--- start AVAILABLE RECORDS ---
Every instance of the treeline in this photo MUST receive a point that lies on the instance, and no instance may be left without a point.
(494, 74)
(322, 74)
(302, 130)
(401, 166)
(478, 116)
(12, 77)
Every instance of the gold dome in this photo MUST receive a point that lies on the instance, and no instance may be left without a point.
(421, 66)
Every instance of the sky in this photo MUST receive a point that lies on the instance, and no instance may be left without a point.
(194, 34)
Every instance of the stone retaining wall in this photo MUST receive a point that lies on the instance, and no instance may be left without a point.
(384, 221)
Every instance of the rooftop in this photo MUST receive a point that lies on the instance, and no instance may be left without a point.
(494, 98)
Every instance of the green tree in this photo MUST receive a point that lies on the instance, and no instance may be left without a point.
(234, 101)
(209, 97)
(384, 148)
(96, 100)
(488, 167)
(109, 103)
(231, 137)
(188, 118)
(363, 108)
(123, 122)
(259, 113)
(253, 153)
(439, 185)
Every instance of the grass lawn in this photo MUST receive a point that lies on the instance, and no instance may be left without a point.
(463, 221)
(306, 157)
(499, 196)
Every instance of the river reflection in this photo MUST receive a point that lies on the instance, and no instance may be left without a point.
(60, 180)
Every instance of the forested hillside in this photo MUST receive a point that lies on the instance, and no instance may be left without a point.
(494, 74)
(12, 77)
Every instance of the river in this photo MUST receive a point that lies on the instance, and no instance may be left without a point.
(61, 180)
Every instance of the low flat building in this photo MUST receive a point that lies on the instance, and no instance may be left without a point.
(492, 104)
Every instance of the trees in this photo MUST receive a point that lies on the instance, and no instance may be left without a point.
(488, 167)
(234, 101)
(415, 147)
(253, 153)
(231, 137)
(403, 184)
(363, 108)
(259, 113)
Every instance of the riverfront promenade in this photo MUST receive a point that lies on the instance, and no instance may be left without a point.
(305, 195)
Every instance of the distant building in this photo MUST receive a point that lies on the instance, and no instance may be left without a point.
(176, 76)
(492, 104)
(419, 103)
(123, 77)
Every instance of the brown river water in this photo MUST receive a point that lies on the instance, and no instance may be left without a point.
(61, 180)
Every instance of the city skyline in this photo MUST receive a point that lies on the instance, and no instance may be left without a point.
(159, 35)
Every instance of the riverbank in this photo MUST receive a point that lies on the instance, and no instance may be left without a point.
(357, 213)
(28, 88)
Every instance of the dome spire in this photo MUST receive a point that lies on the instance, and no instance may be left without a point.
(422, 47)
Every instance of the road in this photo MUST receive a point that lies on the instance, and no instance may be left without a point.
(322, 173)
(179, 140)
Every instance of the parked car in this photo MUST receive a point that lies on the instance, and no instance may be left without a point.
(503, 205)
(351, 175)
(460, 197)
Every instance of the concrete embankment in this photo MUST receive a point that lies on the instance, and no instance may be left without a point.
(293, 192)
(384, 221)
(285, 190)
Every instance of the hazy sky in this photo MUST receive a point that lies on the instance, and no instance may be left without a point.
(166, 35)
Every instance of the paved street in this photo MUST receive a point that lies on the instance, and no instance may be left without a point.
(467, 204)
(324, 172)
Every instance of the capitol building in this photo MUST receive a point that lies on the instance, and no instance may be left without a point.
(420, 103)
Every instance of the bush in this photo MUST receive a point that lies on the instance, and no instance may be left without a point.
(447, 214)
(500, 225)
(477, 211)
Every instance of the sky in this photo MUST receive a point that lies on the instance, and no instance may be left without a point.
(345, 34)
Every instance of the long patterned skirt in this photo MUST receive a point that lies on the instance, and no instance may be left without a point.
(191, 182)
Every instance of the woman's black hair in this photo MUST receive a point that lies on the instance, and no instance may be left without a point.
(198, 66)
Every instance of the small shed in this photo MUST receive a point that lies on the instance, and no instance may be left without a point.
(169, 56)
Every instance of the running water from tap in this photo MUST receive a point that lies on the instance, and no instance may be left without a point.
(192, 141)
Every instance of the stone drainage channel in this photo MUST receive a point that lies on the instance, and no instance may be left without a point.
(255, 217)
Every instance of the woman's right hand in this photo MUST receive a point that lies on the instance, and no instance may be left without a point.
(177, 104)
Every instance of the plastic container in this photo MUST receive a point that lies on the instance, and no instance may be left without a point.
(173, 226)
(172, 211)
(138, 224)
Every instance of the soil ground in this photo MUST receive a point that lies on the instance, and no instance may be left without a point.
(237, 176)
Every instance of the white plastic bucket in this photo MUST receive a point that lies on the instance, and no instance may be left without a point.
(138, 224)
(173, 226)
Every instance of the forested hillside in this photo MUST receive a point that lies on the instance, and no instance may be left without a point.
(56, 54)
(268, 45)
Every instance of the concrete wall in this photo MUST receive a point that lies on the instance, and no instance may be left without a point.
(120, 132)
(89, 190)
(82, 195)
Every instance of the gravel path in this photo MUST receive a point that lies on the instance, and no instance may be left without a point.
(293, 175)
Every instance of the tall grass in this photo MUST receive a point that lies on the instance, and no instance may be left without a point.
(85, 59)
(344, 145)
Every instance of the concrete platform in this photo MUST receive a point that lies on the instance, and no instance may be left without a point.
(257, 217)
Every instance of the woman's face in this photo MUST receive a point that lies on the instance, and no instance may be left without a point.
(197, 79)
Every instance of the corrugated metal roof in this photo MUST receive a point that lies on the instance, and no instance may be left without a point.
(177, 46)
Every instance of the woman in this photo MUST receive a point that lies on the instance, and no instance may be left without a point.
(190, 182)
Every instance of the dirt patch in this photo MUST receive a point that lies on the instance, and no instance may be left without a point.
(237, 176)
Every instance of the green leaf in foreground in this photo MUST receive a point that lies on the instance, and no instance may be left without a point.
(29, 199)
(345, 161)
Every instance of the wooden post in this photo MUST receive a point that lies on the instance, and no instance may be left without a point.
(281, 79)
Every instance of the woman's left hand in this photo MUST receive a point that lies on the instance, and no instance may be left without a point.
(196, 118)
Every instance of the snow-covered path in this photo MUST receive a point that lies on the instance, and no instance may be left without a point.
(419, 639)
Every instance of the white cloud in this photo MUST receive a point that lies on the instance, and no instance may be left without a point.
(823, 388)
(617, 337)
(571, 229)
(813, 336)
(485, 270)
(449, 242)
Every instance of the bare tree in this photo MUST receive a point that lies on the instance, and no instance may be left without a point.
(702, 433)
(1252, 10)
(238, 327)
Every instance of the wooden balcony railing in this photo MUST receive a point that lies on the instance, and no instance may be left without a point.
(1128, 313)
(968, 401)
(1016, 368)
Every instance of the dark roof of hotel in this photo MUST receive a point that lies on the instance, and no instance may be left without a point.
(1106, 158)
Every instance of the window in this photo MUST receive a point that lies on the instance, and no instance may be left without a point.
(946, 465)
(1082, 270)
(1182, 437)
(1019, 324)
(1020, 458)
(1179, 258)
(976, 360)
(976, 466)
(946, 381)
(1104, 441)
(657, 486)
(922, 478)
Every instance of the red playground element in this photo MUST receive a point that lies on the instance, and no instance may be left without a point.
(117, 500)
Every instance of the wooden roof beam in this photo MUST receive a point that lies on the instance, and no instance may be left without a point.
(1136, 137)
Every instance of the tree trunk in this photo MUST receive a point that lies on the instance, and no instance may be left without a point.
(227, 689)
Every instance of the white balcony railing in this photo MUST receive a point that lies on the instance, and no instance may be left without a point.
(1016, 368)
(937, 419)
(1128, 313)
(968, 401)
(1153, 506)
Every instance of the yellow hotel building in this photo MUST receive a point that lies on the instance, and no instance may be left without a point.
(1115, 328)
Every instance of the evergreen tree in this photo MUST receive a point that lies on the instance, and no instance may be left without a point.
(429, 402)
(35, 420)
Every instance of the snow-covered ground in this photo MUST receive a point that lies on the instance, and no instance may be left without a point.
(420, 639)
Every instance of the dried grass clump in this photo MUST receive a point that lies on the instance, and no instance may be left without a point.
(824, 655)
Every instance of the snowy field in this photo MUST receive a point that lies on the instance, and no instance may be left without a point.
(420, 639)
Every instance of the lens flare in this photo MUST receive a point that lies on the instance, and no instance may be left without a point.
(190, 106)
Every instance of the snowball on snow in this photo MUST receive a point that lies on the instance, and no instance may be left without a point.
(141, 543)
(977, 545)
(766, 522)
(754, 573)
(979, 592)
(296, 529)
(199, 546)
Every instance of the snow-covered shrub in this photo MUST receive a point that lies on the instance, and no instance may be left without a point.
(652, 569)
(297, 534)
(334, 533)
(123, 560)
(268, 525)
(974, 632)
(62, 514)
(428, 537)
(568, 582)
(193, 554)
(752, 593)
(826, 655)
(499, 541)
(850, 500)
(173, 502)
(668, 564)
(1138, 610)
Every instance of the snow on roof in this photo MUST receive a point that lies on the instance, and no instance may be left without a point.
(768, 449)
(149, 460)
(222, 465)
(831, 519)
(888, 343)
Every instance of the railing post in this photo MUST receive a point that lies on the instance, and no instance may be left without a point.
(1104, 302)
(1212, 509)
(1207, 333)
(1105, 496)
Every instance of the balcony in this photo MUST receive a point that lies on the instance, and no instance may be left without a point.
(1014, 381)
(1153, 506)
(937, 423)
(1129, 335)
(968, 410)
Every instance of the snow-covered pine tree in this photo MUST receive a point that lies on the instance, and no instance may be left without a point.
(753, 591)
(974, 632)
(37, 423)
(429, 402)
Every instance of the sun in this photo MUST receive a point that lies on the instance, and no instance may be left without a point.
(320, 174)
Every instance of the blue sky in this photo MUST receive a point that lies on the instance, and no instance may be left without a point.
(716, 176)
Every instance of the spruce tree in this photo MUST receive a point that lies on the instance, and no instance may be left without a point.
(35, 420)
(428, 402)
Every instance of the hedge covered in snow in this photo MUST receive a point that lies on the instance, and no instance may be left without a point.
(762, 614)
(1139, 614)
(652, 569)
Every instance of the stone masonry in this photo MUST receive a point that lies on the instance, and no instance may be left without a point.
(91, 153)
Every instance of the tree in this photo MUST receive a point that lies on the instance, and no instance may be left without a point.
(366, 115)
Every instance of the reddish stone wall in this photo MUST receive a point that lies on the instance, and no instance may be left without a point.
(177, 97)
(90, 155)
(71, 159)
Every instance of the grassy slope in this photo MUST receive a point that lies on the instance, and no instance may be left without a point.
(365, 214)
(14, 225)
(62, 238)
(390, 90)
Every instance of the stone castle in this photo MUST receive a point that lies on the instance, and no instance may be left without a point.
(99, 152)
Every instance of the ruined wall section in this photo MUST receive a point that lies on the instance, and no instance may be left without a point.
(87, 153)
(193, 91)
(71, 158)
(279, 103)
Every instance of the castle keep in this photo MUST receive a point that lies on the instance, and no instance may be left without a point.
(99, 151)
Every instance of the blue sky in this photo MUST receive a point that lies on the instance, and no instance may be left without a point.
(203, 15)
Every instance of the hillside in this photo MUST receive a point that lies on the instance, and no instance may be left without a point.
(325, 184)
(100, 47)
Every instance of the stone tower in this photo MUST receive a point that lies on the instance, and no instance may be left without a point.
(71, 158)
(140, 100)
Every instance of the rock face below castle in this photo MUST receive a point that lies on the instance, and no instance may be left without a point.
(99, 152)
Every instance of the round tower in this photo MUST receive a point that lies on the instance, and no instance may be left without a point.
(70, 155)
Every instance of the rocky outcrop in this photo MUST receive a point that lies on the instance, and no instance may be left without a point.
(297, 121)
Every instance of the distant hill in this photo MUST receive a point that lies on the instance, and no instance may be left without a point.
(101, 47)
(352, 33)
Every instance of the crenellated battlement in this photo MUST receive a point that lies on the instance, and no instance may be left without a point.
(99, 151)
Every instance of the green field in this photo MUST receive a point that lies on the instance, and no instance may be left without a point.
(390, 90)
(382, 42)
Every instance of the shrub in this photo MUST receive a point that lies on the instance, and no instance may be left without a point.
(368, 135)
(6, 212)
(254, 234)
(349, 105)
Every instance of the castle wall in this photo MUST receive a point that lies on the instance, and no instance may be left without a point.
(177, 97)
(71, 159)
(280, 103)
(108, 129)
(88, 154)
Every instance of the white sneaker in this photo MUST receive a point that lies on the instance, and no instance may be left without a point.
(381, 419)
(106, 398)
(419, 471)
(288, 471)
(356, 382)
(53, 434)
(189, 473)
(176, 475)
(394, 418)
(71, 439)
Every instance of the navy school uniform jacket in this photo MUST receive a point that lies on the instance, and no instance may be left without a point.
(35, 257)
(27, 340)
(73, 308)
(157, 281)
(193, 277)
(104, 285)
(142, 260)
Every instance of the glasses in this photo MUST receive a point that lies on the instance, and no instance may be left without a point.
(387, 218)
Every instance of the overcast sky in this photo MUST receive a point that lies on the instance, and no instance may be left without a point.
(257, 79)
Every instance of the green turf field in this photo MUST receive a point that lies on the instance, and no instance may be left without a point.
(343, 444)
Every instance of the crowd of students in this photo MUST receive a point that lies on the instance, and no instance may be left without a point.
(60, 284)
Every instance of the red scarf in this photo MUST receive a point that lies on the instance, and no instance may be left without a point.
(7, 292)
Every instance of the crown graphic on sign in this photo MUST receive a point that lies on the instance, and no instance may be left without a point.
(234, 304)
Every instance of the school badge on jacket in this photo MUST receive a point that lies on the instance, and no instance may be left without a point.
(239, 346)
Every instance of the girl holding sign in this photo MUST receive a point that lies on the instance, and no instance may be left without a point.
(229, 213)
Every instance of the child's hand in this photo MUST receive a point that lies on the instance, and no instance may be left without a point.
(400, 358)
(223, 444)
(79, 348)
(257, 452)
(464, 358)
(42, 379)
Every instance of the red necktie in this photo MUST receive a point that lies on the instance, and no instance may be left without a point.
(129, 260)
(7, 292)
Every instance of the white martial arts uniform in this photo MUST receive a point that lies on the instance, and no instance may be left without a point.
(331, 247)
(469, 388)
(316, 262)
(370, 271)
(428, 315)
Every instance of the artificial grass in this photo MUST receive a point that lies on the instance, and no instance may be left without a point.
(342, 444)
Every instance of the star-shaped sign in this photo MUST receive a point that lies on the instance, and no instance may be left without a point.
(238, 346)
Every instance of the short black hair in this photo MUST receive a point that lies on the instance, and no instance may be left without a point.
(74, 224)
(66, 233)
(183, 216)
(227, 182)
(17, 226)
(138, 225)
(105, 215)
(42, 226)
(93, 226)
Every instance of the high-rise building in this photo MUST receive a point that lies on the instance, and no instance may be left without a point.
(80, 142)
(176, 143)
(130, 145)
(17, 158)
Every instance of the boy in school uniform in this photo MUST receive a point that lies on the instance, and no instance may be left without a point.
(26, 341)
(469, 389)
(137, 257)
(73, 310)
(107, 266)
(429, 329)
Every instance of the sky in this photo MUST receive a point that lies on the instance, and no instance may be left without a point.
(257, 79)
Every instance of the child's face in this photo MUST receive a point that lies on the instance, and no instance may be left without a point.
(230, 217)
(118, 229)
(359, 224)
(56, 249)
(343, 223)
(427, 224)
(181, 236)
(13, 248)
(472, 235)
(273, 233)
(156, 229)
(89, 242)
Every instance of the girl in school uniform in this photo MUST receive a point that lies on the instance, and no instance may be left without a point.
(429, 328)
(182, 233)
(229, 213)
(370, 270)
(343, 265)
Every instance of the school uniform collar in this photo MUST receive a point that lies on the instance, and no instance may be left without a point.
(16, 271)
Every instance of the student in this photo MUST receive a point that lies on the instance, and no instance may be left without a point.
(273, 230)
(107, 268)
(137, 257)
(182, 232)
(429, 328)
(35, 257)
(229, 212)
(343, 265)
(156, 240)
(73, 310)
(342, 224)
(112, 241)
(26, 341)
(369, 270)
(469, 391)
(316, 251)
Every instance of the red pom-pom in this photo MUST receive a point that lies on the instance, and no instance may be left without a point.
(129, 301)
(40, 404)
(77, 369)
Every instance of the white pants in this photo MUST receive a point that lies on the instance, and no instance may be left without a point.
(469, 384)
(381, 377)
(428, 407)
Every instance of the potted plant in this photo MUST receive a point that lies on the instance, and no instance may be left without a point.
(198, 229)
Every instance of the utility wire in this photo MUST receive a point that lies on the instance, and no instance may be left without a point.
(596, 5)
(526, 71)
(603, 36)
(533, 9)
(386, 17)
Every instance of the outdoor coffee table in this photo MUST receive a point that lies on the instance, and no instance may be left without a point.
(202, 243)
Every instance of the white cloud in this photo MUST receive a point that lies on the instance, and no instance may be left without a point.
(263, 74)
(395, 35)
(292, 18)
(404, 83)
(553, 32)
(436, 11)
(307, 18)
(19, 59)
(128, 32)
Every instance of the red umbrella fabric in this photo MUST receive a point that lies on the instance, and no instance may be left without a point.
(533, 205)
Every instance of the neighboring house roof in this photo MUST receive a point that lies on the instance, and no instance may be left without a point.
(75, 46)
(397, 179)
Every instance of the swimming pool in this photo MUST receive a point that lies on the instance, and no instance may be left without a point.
--- end AVAILABLE RECORDS ---
GIVEN REQUEST: Rewrite the listing from the line containing "Every instance of the potted" through the end, changing "utility wire" to "power line" and leaving everything else the same.

SOLUTION FOR THIS EXERCISE:
Every instance of the potted plant in this photo MUST receive a point that lies on the instance, and no instance may be left without a point.
(198, 229)
Every instance of the power line in this photo MUST receive a point that lies on the instance, and no instance may be left without a point.
(596, 5)
(526, 71)
(603, 36)
(533, 9)
(386, 17)
Every instance of the outdoor coffee table in this photo MUST receive a point that lies on the instance, and no instance may be left without a point.
(202, 243)
Every instance of the white cloud in this photo MUST receive a point that lies on the instance, and no instance may be left without a point.
(263, 74)
(395, 35)
(292, 18)
(404, 83)
(553, 32)
(436, 11)
(307, 18)
(19, 59)
(128, 32)
Every instance of the red umbrella fabric in this photo MUST receive a point that lies on the instance, and no instance may be left without a point.
(533, 205)
Every instance of the neighboring house roof in this photo MUST receive a point that lies on the instance, and no instance may be left without a point.
(75, 46)
(397, 179)
Every instance of the swimming pool in this photo MUST receive a point that lies on the instance, and no instance may be left without a point.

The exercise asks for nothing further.